#### [TASK BRIEF]
For the entries presented below, indicate the number of lines that include the word "golden", adding nothing else.

#### [SUPPLIED RECORDS]
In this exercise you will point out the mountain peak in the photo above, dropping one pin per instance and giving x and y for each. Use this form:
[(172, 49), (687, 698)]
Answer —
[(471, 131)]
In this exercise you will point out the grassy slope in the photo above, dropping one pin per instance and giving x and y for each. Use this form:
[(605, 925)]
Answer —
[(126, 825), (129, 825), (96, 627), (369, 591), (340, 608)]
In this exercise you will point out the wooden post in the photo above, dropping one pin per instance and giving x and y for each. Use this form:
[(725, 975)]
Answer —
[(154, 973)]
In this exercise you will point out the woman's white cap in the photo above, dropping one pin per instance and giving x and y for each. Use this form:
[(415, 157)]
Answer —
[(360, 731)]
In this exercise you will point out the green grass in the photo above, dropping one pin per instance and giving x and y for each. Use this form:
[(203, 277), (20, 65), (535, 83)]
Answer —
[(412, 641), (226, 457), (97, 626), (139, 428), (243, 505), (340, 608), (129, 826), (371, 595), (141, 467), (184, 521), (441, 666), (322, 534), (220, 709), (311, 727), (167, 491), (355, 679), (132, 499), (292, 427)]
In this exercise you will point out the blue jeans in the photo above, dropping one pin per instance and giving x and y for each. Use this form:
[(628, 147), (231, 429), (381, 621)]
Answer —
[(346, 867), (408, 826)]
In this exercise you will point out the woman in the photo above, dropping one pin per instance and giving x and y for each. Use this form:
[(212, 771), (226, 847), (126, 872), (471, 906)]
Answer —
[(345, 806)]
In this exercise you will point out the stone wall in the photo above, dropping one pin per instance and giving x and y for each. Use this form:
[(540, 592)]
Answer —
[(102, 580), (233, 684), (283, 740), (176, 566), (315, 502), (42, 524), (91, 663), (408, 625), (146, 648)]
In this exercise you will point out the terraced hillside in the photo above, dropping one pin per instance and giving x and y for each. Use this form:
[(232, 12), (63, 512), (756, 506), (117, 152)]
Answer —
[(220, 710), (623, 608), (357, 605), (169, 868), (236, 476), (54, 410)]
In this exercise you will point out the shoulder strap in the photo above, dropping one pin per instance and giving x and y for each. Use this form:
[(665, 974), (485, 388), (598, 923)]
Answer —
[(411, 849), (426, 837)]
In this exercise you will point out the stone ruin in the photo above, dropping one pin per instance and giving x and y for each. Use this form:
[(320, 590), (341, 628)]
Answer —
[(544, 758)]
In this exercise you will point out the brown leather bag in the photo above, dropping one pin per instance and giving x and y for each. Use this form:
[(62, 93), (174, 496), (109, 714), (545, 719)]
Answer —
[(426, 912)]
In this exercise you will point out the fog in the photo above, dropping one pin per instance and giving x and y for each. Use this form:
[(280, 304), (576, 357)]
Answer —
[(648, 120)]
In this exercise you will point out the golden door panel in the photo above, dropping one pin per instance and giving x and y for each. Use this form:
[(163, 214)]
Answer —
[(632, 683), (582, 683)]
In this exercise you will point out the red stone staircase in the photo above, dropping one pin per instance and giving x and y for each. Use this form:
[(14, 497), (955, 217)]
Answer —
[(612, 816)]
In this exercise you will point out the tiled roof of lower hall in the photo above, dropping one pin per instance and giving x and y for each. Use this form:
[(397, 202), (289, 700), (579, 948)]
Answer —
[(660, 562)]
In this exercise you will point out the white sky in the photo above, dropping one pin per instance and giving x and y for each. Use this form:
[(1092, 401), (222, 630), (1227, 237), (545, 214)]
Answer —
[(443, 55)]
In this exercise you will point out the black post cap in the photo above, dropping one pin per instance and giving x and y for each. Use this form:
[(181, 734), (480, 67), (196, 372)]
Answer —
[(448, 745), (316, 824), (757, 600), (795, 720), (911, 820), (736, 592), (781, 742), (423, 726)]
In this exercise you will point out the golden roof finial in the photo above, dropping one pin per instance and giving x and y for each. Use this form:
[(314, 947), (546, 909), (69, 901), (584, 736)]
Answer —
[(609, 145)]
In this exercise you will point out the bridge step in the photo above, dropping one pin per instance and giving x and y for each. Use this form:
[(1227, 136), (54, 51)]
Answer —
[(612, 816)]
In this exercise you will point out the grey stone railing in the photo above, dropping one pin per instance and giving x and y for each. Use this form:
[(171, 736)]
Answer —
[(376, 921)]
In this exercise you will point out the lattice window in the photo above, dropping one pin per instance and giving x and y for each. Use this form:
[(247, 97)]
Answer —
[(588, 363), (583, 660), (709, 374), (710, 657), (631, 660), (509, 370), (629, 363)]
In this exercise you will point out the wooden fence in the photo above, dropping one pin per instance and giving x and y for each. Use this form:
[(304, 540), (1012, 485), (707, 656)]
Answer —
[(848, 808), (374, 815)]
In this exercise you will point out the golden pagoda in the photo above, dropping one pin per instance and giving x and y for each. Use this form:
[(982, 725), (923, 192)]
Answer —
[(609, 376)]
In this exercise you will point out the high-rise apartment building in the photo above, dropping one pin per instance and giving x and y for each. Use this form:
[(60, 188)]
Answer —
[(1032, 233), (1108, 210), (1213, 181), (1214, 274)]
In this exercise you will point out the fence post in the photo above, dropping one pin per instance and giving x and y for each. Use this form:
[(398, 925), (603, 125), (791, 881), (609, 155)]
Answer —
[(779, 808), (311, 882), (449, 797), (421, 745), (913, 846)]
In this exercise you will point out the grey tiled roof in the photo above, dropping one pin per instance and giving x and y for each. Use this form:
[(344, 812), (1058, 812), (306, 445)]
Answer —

#### [OUTPUT OF THE TASK]
3